**RECORDS SUPPLIED:**
══════

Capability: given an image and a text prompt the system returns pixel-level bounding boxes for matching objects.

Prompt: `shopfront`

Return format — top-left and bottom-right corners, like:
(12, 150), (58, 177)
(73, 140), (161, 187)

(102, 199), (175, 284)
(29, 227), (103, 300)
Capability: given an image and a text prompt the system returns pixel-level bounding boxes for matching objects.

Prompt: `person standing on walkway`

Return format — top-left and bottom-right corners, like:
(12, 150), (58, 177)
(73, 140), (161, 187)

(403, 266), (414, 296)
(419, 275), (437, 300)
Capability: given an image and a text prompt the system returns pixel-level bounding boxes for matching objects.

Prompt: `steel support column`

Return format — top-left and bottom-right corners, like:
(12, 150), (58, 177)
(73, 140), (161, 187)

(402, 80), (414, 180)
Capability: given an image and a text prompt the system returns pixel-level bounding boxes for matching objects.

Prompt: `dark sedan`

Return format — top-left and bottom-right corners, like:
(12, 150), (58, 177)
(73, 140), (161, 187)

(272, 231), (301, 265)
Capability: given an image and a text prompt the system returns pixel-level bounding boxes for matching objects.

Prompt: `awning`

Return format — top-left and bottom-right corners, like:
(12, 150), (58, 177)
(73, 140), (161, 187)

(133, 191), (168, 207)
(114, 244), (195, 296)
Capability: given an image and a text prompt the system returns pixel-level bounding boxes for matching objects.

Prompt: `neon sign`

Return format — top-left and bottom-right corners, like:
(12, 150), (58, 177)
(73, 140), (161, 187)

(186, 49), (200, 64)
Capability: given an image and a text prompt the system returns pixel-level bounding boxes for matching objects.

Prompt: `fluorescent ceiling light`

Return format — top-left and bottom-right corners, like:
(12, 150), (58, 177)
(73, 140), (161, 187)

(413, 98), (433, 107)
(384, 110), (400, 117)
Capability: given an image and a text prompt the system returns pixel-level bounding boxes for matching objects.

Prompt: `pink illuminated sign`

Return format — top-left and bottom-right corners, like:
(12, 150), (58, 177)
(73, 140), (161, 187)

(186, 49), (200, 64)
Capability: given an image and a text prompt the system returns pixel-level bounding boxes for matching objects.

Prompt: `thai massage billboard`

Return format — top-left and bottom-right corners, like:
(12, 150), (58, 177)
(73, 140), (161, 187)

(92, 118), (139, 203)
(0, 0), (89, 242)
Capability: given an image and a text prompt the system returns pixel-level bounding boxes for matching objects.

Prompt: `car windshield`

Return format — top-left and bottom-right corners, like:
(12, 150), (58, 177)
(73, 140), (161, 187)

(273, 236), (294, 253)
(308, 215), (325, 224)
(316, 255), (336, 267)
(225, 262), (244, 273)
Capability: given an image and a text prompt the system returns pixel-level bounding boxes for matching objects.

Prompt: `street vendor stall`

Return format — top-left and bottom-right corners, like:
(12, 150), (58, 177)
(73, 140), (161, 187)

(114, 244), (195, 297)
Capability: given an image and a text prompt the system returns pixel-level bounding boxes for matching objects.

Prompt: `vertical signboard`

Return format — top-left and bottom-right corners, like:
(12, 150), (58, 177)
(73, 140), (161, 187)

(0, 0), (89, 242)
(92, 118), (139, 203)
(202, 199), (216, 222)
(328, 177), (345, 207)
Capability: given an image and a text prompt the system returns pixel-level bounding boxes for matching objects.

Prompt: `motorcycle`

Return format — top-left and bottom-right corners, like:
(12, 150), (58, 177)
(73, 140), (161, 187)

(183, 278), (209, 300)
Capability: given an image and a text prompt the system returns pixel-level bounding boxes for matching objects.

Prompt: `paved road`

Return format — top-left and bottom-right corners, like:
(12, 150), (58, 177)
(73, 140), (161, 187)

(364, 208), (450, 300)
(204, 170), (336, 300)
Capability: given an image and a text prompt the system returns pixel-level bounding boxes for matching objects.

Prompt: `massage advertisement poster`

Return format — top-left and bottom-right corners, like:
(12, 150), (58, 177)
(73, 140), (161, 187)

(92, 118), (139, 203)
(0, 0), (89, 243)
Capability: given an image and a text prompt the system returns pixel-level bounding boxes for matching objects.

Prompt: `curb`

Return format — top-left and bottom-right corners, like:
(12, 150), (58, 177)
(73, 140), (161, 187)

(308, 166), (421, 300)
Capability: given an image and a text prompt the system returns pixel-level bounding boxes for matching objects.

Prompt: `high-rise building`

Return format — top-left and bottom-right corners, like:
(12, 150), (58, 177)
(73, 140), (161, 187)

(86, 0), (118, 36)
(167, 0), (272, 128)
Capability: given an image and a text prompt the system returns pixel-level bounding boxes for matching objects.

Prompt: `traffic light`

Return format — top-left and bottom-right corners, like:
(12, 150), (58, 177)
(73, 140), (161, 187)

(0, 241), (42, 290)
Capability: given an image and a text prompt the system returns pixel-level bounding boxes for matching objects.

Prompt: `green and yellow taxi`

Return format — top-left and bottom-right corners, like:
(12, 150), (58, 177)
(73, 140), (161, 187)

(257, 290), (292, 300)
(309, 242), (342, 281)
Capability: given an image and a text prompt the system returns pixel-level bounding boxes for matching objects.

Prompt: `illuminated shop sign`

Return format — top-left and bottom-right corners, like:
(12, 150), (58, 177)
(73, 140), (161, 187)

══════

**WHAT YOU WILL DO:**
Which lines in the records above contain the word "massage", with case counting? Show every such line in full.

**EXPECTED OUTPUT:**
Prompt: `thai massage billboard`
Prompt: `massage advertisement poster`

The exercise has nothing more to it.